# scorpion found near Pittsburgh, PA



## cricket54 (Aug 4, 2006)

My husband sent me this link of an article a friend saw in the newspaper in Pittsburgh, PA that I thought was of interest to a lot of folks here on the boards....

http://www.pittsburghlive.com/x/pittsburghtrib/news/mostread/s_463241.html



Sharon


----------



## telow (Aug 4, 2006)

what a bunch of crap. these are the kind of things that get on my last
nerves people making scorpions out to be a threat to life as it is
or whatever else these people say i think if people would stop bieng such little B@*#$%* all the time there would not be a problem
dam cry babies it is a littl scorpion that has not hurt anyone
it was just trying to do its own thing.
it should have been left alone.


----------



## 6StringSamurai (Aug 4, 2006)

I don't it was harmed, the collection at the Carnegie is live species.  The guy who has apparantly taken charge of the animal can be trusted, I think.  The garbage at the front of the article is just press bull crap.  If you read the rest of the article they give a pretty honest overview of the scorp's capabilities.

That said, I never ever would have guessed it but apparantly there are scorpions here in my home state.  That's awesome.

Any idea how they would survive the winter?

Also, these are pretty cool looking scorps.  Are they in the hobby?


----------



## seanrc (Aug 4, 2006)

IN PA?! thats very odd.. they couldnt live in a origin with such flip flop climates.......could they? i stay in ohio and i know damnwell that theres nothing of that type around here *AE(scorps tarantulas)... that just seems kinda odd.. that facts about the particular scorp might be true .. but the location.. mabey not.. i hate it when people blow things out of porportion about these poor creatures... it kinda P***es me off.. oh well youll have that..
-Se7eN


----------



## ashandarei (Aug 4, 2006)

▶ [DATA SHOWN]
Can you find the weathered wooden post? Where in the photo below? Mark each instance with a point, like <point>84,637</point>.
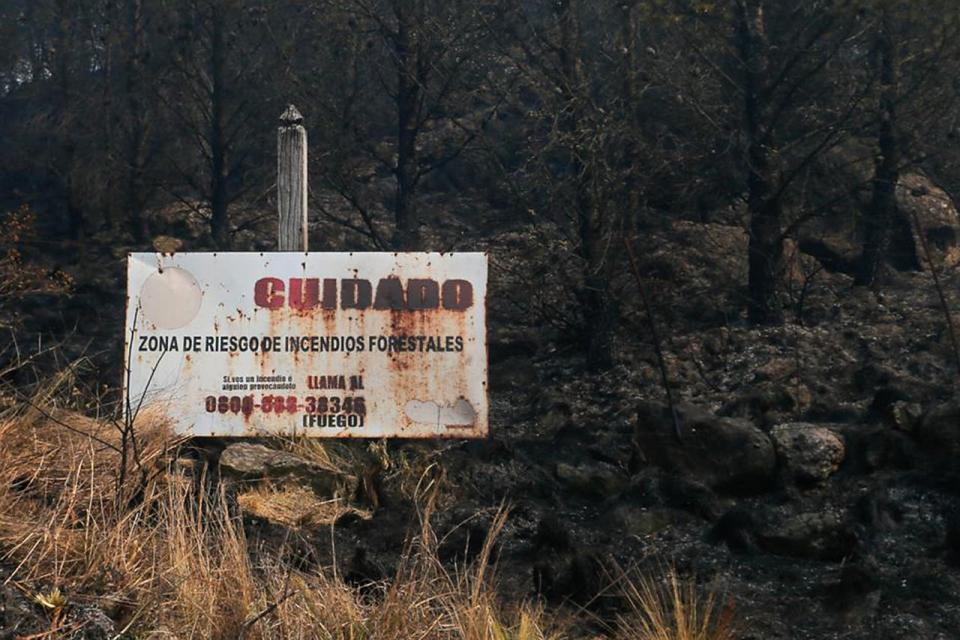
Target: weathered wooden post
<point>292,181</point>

--

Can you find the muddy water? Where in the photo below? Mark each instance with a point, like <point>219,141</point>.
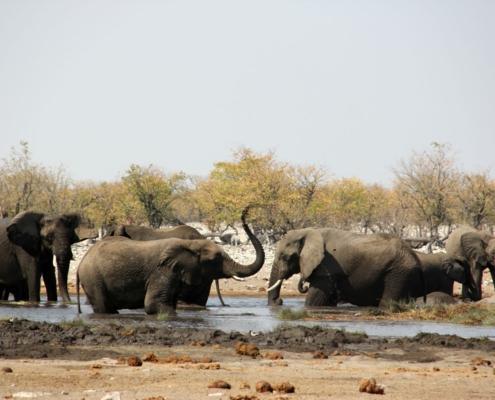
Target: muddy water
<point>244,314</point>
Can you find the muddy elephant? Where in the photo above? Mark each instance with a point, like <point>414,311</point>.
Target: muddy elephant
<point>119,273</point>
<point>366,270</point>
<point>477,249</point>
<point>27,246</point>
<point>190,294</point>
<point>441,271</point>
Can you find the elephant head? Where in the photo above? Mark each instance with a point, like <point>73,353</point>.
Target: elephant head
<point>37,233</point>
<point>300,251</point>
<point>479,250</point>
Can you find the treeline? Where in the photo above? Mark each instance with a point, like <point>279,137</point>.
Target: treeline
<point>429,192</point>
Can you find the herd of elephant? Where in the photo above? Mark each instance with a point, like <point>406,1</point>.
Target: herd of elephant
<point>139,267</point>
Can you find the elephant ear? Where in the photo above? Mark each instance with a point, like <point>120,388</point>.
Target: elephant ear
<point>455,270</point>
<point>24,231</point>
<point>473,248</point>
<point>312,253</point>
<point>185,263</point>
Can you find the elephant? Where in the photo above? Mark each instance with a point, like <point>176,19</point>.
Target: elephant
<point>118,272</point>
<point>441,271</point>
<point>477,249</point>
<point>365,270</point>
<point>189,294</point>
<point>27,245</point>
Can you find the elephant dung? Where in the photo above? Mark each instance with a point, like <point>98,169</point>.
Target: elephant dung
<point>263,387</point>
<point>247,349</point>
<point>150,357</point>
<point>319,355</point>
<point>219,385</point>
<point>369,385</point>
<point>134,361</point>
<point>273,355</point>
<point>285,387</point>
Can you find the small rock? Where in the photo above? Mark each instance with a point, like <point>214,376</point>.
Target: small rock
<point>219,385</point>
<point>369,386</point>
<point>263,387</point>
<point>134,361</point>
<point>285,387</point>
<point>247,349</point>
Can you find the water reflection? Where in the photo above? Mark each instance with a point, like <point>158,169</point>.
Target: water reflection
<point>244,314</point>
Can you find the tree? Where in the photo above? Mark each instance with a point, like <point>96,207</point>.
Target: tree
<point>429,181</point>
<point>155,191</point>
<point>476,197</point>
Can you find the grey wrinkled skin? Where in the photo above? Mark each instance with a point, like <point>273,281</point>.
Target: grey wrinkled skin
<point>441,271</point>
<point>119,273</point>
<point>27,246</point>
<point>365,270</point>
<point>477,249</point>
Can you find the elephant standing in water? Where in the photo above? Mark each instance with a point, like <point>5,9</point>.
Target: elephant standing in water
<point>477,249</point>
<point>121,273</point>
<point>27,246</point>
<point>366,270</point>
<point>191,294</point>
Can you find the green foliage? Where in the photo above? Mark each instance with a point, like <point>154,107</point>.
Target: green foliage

▶ [EXERCISE TASKS]
(1) Rewrite the thread about the scorpion near Pittsburgh from "# scorpion found" to "on the boards....", putting "magazine" in place of "newspaper".
(2) In the thread about the scorpion near Pittsburgh, why does 6StringSamurai think the scorpion was not harmed? Answer in one to three sentences.
(3) Carry on the thread about the scorpion found near Pittsburgh from the point where it stops.

▶ [RESULTS OF THE TASKS]
(1)
# scorpion found near Pittsburgh, PA



## cricket54 (Aug 4, 2006)

My husband sent me this link of an article a friend saw in the magazine in Pittsburgh, PA that I thought was of interest to a lot of folks here on the boards....

(2) The collection at the Carnegie is made up of live species. The person who apparently took charge of the animal can be trusted.

(3)
Southern Devils are very hardy critters, in fact they are what sparked my recent interest in scorpions. My brother and my girlfriend and I were at the lake near my home in KY, and we were turning over rocks looking for lizards, when behold out pops a little tiny scorpion. My dear brother, the Scorp Wrangler and I, proceeded to turn over every rock in the vicinity, and in an hour we came up with seven specimens, each about 1 1/4 inches long. I placed them all in a scrubby beach terrarium, and they've been with me for about two months now (excepting the one that climbed the barricade into the lizard tank [it got ate]). They seem to cohabitate fairly well, and are docile.

Since that first collection, I've been going nuts about scorps, and today I purchased my first "real" scorp, p. imperator, and this is my first post on Arachnoboards, greetings fellow arachnid ranchers !


----------



## ink_scorpion (Aug 4, 2006)

I think they shoulda researched the spelling of the latin name of this species before they published the article.   Wonder how exactly the editor earns their money???   Interesting find though, if indeed it is true.


----------



## rattler_mt (Aug 4, 2006)

seanrc said:
			
		

> IN PA?! thats very odd.. they couldnt live in a origin with such flip flop climates.......could they? i stay in ohio and i know damnwell that theres nothing of that type around here *AE(scorps tarantulas)...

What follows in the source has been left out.